## Objective
Please copy every entry below word for word, leaving out the pictures.

## Material to process
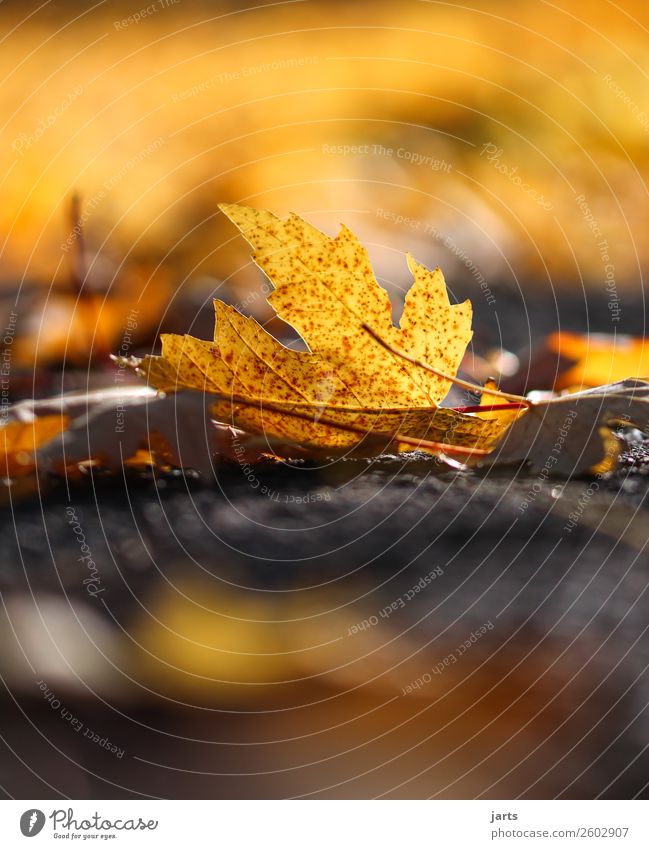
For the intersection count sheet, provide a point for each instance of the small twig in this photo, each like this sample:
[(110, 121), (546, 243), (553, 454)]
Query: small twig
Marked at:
[(79, 267)]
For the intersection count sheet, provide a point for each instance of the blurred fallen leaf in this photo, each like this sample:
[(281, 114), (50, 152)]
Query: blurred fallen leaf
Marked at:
[(21, 438), (573, 434)]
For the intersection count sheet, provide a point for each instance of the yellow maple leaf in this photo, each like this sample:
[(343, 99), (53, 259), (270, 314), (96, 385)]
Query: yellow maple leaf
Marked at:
[(362, 377), (326, 289)]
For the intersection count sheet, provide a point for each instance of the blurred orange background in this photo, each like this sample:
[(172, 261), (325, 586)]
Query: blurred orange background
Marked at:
[(507, 138)]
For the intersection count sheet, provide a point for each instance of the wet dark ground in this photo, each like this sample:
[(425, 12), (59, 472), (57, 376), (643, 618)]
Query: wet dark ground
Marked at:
[(356, 629)]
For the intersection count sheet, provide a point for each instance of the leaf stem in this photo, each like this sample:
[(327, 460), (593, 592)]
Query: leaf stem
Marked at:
[(465, 384)]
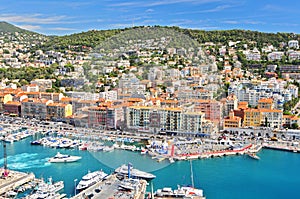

## Solution for this exercise
For the intersection count sheet, provide a point for each instance of the small twig in this photo, each like this sample:
[(110, 121), (546, 243), (553, 454)]
Query: small twig
Marked at:
[(79, 267)]
For the intersection count sheet, provide a point for each instance of the blurred fallen leaf in this photo, each like this sample:
[(281, 114), (50, 152)]
Query: blurred fallen leaf
Marked at:
[(21, 438), (573, 434)]
For the intersection count sheet, provide a point for each instance of the yellow maple leaf in this photo, each like this sample:
[(343, 99), (53, 259), (270, 314), (96, 385)]
Query: yellow maple leaf
Marked at:
[(362, 377), (326, 289)]
For the intersection count sheet, provide a point for each instance of the blurred orange background in this photo, each like this sample:
[(172, 261), (325, 586)]
Query: blurred orange background
Marked at:
[(507, 138)]
For the intersection count sheet, provide a point for each instance of the wet dark ground in this photo, each like this sample:
[(425, 12), (59, 472), (57, 376), (643, 618)]
Query: wet dark ground
Marked at:
[(356, 629)]
For the intersection count sheet, provide a point for each instance of the leaf stem in this photo, each like this sample:
[(327, 460), (593, 592)]
Query: leaf stem
Marked at:
[(465, 384)]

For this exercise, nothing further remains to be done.